*TASK DETAILS*:
Bring together all lines of the material below that contain the string "vertical".

*STUDY MATERIAL*:
-*-

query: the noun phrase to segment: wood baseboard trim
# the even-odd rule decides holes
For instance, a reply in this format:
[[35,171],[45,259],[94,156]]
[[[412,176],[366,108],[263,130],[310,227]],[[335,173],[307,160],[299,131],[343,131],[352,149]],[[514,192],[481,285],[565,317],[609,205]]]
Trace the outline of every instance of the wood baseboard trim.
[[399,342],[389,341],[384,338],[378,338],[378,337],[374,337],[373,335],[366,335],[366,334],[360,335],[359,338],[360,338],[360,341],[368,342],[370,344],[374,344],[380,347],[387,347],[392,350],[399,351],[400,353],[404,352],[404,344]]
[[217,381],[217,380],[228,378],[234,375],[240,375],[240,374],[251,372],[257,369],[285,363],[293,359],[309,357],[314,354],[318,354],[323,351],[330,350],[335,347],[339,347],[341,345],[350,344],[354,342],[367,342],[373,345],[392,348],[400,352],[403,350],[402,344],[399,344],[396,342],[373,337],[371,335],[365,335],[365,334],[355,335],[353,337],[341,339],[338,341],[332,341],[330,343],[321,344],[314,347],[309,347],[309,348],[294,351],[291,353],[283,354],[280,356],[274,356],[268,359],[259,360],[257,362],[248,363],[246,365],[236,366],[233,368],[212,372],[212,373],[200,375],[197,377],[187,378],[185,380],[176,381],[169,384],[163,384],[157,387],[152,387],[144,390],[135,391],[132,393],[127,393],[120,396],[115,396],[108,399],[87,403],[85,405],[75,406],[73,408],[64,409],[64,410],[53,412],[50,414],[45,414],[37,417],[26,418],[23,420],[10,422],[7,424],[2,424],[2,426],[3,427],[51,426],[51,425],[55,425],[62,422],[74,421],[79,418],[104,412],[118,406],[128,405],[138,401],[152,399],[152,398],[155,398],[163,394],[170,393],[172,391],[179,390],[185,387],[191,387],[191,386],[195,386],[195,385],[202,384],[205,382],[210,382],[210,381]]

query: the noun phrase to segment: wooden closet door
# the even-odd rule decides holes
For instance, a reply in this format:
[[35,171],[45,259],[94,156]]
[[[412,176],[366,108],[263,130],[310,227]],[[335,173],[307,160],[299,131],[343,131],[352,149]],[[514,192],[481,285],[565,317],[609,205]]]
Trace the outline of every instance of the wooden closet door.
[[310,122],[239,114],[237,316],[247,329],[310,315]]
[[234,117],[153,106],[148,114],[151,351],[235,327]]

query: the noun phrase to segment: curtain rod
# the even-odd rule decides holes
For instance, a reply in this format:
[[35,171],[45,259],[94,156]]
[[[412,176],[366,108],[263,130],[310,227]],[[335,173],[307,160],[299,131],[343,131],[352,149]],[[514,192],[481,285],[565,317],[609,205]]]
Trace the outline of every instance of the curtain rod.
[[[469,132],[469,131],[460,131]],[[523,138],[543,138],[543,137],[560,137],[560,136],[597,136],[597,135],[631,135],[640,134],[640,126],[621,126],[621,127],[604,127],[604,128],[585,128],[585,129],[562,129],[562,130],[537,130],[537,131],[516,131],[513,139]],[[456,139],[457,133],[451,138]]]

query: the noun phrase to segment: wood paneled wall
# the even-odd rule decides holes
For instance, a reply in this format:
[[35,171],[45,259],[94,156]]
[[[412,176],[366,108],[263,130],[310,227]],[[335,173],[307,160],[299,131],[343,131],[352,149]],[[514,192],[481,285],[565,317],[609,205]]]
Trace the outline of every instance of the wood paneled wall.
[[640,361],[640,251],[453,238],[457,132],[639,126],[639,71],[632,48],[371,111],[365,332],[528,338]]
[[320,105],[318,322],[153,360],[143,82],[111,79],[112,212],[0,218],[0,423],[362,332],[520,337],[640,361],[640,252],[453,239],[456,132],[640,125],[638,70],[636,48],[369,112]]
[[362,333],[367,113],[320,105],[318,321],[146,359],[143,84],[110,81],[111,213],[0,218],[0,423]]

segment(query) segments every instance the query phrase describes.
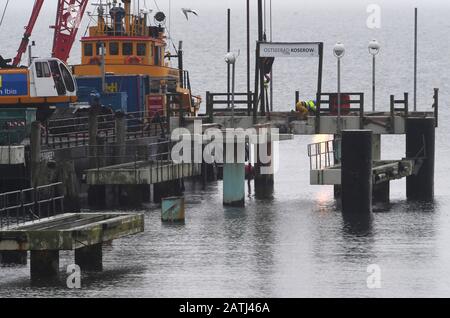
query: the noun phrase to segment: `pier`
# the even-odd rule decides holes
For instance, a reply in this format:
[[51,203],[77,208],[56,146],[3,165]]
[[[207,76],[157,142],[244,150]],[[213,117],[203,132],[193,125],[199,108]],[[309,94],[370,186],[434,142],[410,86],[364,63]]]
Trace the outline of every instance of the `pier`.
[[0,252],[30,251],[31,280],[56,279],[59,251],[81,270],[102,270],[102,244],[144,231],[143,214],[65,213],[0,230]]

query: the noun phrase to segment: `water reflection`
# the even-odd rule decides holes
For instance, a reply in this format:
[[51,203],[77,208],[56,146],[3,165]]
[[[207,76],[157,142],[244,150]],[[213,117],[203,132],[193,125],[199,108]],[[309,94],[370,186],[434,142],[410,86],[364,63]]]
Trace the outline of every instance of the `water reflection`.
[[372,213],[342,213],[343,231],[348,235],[370,236],[372,235]]

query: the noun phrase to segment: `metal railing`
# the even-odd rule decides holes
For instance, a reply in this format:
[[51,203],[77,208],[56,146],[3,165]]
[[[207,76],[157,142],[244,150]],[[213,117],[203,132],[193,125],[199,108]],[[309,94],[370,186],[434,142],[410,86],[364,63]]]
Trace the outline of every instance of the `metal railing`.
[[[116,138],[116,116],[97,116],[97,136],[106,143],[114,143]],[[167,129],[167,121],[159,115],[150,116],[145,112],[125,114],[126,140],[158,136]],[[50,149],[64,149],[89,144],[89,117],[64,118],[48,121],[41,130],[41,144]]]
[[61,182],[0,194],[0,228],[64,212],[64,191]]
[[[189,175],[194,175],[200,172],[201,163],[192,164],[188,167],[172,160],[173,142],[170,140],[157,141],[146,145],[136,145],[135,149],[127,150],[122,153],[119,146],[108,145],[107,148],[102,146],[94,146],[91,150],[96,152],[96,155],[87,154],[89,159],[93,159],[90,170],[97,170],[100,172],[102,168],[108,169],[132,169],[137,173],[139,169],[147,169],[150,171],[150,179],[156,179],[156,183],[165,181],[163,173],[169,179],[174,179],[174,176],[182,178],[186,172]],[[108,161],[112,161],[108,163]],[[111,167],[116,165],[126,165],[119,167]],[[163,169],[164,168],[164,169]],[[187,171],[185,169],[188,169]],[[154,175],[156,173],[156,175]]]
[[333,139],[308,145],[309,168],[321,170],[340,161],[341,139]]
[[[254,94],[252,92],[248,93],[235,93],[234,104],[246,105],[246,108],[238,108],[235,107],[235,112],[245,113],[247,116],[250,116],[252,113],[252,105],[254,101]],[[229,113],[231,111],[231,98],[232,94],[228,93],[211,93],[206,92],[206,115],[209,120],[212,122],[214,113]],[[215,105],[222,105],[217,108]],[[225,105],[225,107],[223,106]]]
[[[364,128],[364,93],[340,93],[341,94],[341,115],[358,115],[359,128]],[[346,99],[348,98],[348,99]],[[316,110],[316,132],[320,132],[320,116],[337,115],[338,94],[337,93],[320,93],[317,94],[317,110]],[[328,105],[326,107],[325,105]],[[356,107],[352,107],[356,105]]]

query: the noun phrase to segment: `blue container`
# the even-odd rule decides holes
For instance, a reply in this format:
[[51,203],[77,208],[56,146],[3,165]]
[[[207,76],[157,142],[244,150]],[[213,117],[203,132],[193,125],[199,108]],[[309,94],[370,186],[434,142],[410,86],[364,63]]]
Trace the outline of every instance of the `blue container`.
[[27,96],[28,76],[25,73],[0,74],[0,96]]
[[[80,101],[92,90],[100,92],[102,90],[101,77],[77,77]],[[107,75],[106,85],[111,93],[127,93],[127,112],[145,111],[145,96],[149,90],[148,76],[144,75]],[[118,98],[118,97],[115,97]]]

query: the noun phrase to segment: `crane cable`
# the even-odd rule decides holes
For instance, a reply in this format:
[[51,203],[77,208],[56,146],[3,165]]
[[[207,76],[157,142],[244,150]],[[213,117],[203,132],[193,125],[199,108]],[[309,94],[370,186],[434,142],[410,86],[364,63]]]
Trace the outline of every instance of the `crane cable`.
[[3,9],[2,18],[0,19],[0,26],[2,26],[2,24],[3,24],[3,19],[5,18],[6,9],[8,9],[8,4],[9,4],[9,0],[6,0],[6,5],[5,5],[5,8]]

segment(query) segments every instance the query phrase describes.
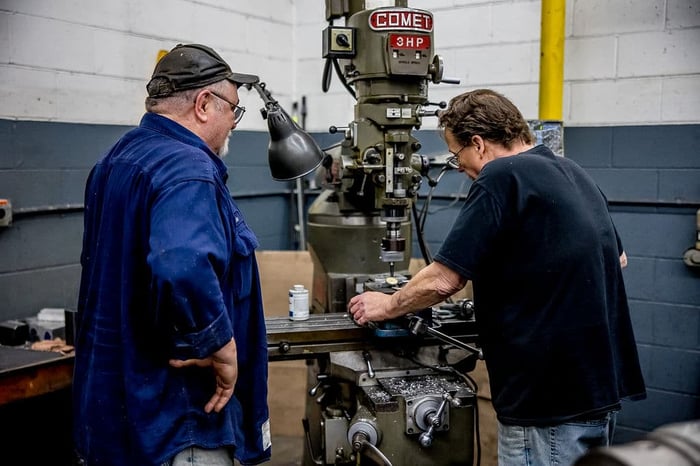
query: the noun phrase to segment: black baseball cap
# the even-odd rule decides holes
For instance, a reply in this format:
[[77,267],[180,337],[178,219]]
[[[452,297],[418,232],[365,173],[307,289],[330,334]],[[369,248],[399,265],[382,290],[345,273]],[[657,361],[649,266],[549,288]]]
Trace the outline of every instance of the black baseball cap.
[[221,56],[201,44],[178,44],[156,64],[146,85],[149,97],[167,97],[213,84],[224,79],[240,86],[255,84],[260,78],[253,74],[234,73]]

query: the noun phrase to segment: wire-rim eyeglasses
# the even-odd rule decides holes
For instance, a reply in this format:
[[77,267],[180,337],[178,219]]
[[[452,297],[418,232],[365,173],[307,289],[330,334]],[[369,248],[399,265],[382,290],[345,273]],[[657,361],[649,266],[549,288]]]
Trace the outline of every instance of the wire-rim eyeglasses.
[[463,145],[457,152],[448,151],[450,154],[452,154],[447,158],[447,160],[445,160],[448,167],[454,168],[455,170],[459,168],[459,153],[462,152],[468,145],[469,144]]
[[214,97],[218,97],[219,99],[223,100],[227,104],[231,106],[231,111],[233,112],[233,121],[238,123],[241,121],[241,118],[243,118],[243,114],[245,113],[245,107],[241,107],[240,105],[236,105],[230,100],[228,100],[226,97],[221,96],[217,94],[216,92],[212,91],[211,89],[207,89],[209,93],[211,93]]

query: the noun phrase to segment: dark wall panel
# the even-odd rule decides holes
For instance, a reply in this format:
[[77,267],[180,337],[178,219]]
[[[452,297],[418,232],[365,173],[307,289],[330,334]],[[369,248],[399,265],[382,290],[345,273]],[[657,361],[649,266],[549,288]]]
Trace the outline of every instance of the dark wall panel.
[[[236,167],[267,167],[267,145],[270,138],[257,131],[234,131],[229,139],[229,153],[224,161]],[[269,176],[268,176],[269,178]],[[258,180],[263,182],[264,180]]]
[[589,168],[612,167],[613,127],[564,128],[564,155]]
[[659,173],[632,168],[589,168],[588,173],[608,200],[656,200]]
[[[34,315],[42,307],[75,307],[85,178],[128,130],[0,120],[0,198],[9,197],[17,209],[13,225],[0,229],[0,320]],[[438,131],[414,135],[422,154],[445,154]],[[321,147],[340,138],[314,137]],[[624,277],[649,398],[624,404],[618,440],[700,418],[700,274],[682,261],[694,244],[700,207],[699,143],[700,125],[565,128],[565,154],[587,169],[608,196],[630,258]],[[262,249],[294,249],[299,240],[293,228],[294,183],[272,180],[267,144],[266,133],[234,131],[225,159],[228,185]],[[430,176],[438,173],[434,168]],[[419,208],[428,181],[423,181]],[[425,224],[432,254],[469,185],[464,175],[451,171],[434,190]],[[306,197],[307,207],[316,194]],[[420,256],[415,236],[413,255]]]
[[625,403],[621,435],[700,418],[700,270],[684,251],[700,208],[700,125],[566,128],[566,155],[611,202],[648,399]]
[[[423,177],[420,190],[418,191],[421,197],[427,197],[430,194],[430,182],[437,182],[433,189],[433,196],[437,198],[445,198],[452,200],[455,196],[465,197],[472,185],[471,180],[464,174],[456,170],[448,170],[440,177],[440,170],[432,169],[428,173],[428,177]],[[438,180],[439,177],[439,180]],[[419,202],[422,204],[422,202]]]
[[129,126],[0,120],[0,170],[89,168]]
[[695,238],[695,211],[614,212],[615,225],[628,256],[678,259]]
[[[234,194],[234,199],[236,195]],[[245,197],[236,199],[248,225],[260,242],[260,249],[290,249],[293,238],[290,231],[290,202],[288,198]]]
[[0,197],[15,210],[83,203],[88,169],[0,170]]
[[0,274],[0,320],[24,319],[45,307],[75,309],[78,263]]
[[629,258],[629,265],[624,270],[625,287],[630,299],[654,301],[654,266],[653,259]]
[[700,367],[700,352],[659,347],[649,355],[649,364],[649,387],[686,395],[700,393],[700,377],[689,377]]
[[615,127],[612,141],[613,166],[700,168],[698,146],[700,125]]
[[646,400],[623,403],[618,423],[623,428],[649,432],[665,424],[698,419],[698,412],[700,399],[697,394],[686,395],[651,388],[647,390]]
[[[227,160],[227,163],[233,162]],[[229,166],[228,181],[226,185],[235,197],[237,194],[264,195],[268,193],[281,193],[291,189],[286,181],[275,181],[270,176],[270,170],[266,165]]]
[[697,351],[700,312],[697,306],[630,299],[632,322],[639,344]]
[[0,229],[0,276],[80,261],[83,214],[18,219]]
[[[700,159],[698,153],[695,154]],[[700,200],[700,169],[664,170],[659,173],[659,199],[669,202]]]
[[[654,269],[654,298],[662,303],[689,304],[700,309],[700,272],[678,259],[660,259]],[[698,366],[700,369],[700,366]]]
[[[0,120],[0,198],[10,199],[14,211],[13,224],[0,229],[0,320],[76,307],[85,180],[130,129]],[[224,159],[229,189],[240,194],[261,247],[288,249],[291,188],[269,175],[267,135],[233,134]]]

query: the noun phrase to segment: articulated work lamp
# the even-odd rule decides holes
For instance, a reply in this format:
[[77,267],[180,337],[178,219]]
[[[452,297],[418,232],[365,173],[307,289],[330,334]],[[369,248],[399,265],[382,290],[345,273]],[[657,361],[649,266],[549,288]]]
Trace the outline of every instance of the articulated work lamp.
[[321,148],[272,98],[270,91],[265,89],[265,83],[258,81],[246,86],[254,87],[265,103],[261,112],[267,119],[270,132],[267,158],[272,178],[278,181],[294,180],[321,165],[325,157]]

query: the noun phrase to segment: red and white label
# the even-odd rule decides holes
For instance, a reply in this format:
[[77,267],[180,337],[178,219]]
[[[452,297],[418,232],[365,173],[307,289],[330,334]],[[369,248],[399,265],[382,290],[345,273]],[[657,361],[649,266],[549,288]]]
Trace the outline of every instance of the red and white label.
[[423,34],[389,34],[392,49],[426,50],[430,48],[430,36]]
[[431,32],[433,15],[427,11],[403,8],[378,9],[369,15],[369,27],[375,31],[405,30]]

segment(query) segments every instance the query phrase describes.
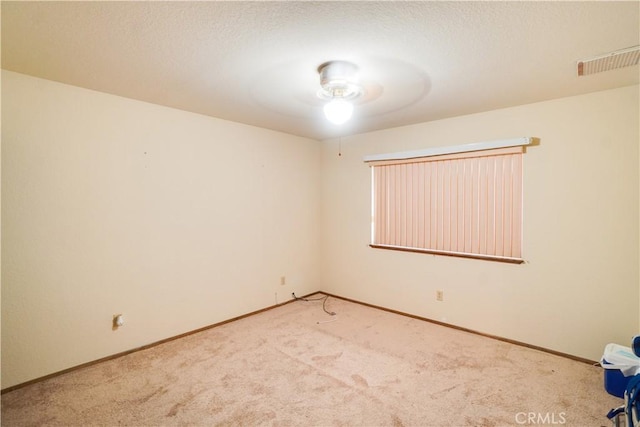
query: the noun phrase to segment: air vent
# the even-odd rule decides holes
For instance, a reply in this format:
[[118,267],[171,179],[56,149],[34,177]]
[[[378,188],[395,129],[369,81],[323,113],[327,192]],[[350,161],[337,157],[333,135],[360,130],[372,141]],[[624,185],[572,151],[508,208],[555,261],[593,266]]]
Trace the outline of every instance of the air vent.
[[616,68],[631,67],[638,65],[638,61],[640,61],[640,46],[633,46],[578,61],[578,75],[588,76]]

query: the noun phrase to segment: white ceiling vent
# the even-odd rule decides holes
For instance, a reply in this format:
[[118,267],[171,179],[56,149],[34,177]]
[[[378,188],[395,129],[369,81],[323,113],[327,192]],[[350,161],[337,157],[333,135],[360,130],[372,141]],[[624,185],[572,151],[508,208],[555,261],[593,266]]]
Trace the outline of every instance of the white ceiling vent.
[[602,73],[616,68],[631,67],[637,65],[640,60],[640,46],[628,47],[616,50],[593,58],[578,61],[578,75]]

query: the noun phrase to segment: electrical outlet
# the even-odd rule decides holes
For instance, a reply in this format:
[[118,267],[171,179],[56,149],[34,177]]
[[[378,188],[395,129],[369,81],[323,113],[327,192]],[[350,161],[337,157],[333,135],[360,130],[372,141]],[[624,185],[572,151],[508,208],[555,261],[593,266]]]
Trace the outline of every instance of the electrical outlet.
[[438,289],[436,291],[436,300],[437,301],[444,301],[444,292],[440,289]]
[[116,330],[122,325],[124,325],[124,317],[122,316],[122,314],[114,314],[113,320],[111,323],[111,328],[113,330]]
[[285,276],[280,276],[280,286],[284,286],[287,284],[287,278]]

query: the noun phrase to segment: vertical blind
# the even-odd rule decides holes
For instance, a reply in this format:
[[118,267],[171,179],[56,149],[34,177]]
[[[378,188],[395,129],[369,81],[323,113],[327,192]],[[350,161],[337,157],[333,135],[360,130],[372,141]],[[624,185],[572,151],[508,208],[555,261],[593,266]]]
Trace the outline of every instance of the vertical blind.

-*-

*SOLUTION FOR THIS PROBLEM*:
query: the noun phrase to segment: vertical blind
Trace the outline of every instance of the vertical blind.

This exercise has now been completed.